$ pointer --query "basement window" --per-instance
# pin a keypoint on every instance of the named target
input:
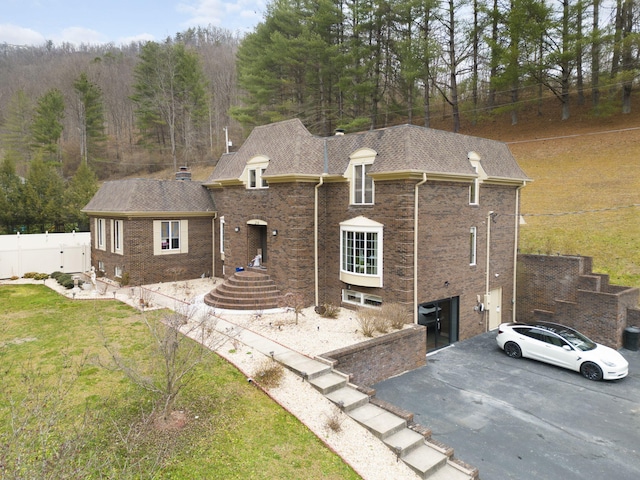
(362, 299)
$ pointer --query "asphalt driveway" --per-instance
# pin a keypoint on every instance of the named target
(521, 419)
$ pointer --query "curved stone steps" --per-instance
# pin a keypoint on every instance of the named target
(250, 289)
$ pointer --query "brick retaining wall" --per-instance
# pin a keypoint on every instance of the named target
(374, 360)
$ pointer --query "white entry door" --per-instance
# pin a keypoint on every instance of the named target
(495, 308)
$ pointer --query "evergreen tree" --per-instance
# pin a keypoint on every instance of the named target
(90, 118)
(11, 213)
(170, 94)
(47, 123)
(43, 197)
(81, 188)
(16, 131)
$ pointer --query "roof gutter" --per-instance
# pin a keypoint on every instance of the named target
(315, 226)
(415, 247)
(515, 252)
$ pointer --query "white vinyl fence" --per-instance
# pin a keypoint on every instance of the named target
(44, 253)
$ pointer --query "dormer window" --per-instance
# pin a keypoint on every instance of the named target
(362, 187)
(254, 172)
(480, 175)
(255, 178)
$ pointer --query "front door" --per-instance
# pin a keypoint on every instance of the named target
(495, 308)
(441, 319)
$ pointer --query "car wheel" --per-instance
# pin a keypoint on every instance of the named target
(591, 371)
(512, 350)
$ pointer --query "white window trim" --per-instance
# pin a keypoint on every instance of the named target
(222, 227)
(257, 166)
(360, 158)
(101, 233)
(481, 175)
(473, 246)
(363, 225)
(157, 237)
(354, 297)
(117, 236)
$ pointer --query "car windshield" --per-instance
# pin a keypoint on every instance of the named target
(576, 339)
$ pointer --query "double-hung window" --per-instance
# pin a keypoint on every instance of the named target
(101, 234)
(255, 178)
(117, 236)
(359, 174)
(362, 184)
(473, 241)
(254, 172)
(361, 252)
(170, 235)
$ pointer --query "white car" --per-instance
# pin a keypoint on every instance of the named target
(561, 346)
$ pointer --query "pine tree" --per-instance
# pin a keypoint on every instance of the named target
(90, 118)
(47, 123)
(80, 190)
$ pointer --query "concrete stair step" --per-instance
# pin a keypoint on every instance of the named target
(245, 290)
(404, 441)
(303, 366)
(329, 382)
(378, 421)
(451, 471)
(348, 398)
(425, 461)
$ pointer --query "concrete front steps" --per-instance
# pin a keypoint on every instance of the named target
(251, 289)
(428, 459)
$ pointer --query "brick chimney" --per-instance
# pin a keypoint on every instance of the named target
(183, 174)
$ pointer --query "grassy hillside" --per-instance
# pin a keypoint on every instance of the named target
(585, 194)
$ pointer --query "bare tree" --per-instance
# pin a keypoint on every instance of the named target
(174, 357)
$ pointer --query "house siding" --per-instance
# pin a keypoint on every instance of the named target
(445, 218)
(142, 266)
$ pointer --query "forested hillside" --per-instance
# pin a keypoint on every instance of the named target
(351, 64)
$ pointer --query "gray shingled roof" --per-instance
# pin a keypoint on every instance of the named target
(292, 150)
(151, 196)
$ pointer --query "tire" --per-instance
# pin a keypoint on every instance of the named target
(512, 349)
(591, 371)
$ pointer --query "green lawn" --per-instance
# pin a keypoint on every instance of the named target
(62, 415)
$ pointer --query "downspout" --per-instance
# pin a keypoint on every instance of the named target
(487, 287)
(415, 248)
(515, 250)
(315, 226)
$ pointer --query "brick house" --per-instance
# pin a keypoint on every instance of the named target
(151, 231)
(425, 218)
(406, 214)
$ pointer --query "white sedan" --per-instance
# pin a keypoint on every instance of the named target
(561, 346)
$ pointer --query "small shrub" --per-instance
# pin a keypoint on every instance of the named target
(381, 323)
(396, 314)
(334, 422)
(330, 310)
(66, 281)
(366, 318)
(269, 373)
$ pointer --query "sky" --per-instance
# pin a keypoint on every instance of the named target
(33, 22)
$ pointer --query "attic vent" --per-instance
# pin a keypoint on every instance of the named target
(183, 174)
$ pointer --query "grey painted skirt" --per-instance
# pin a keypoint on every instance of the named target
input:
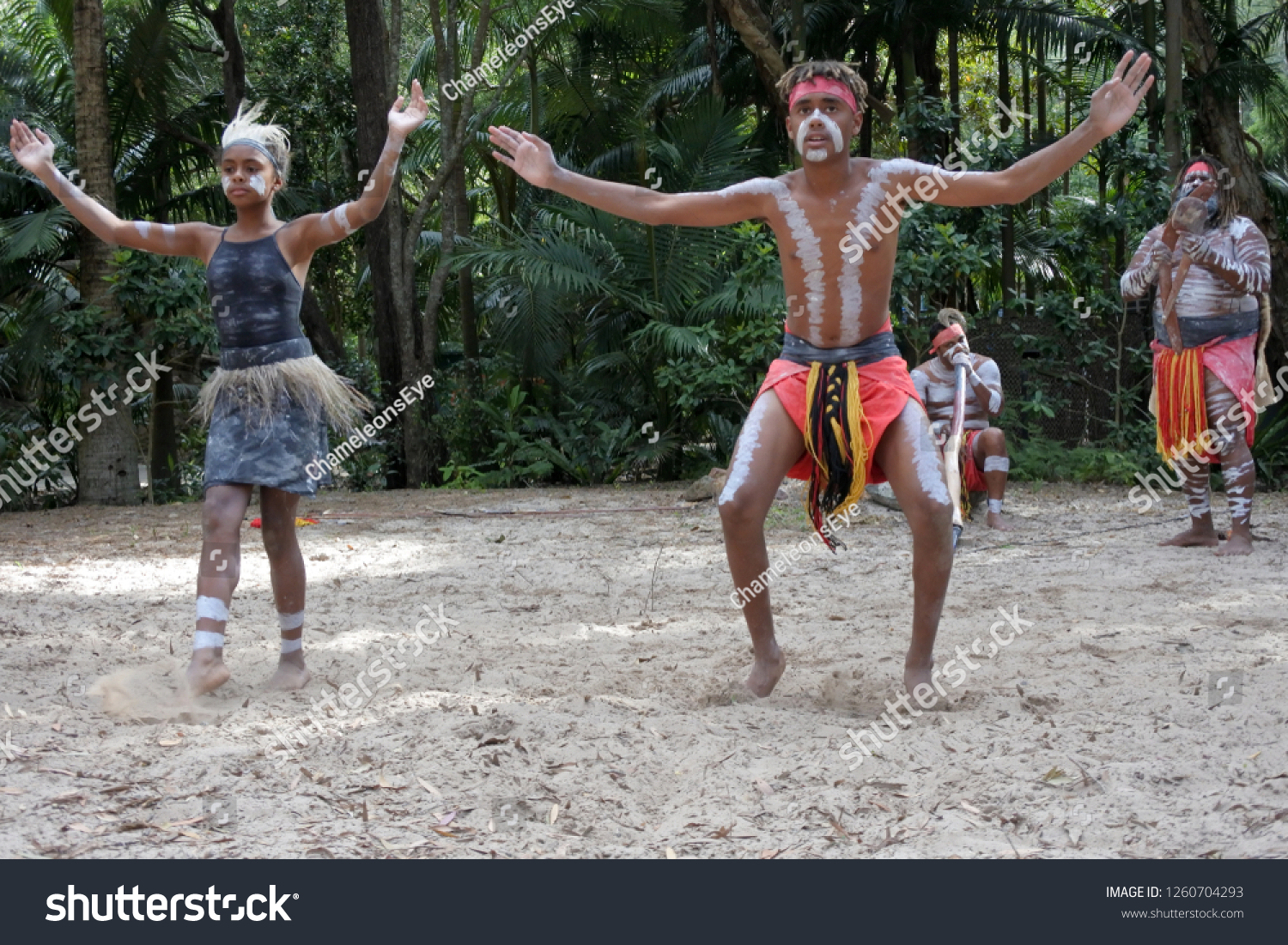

■ ■ ■

◆ What this task involves ◆
Count the lines in the records above that contain the string "white", and reply with only that number.

◆ Finished answer ◆
5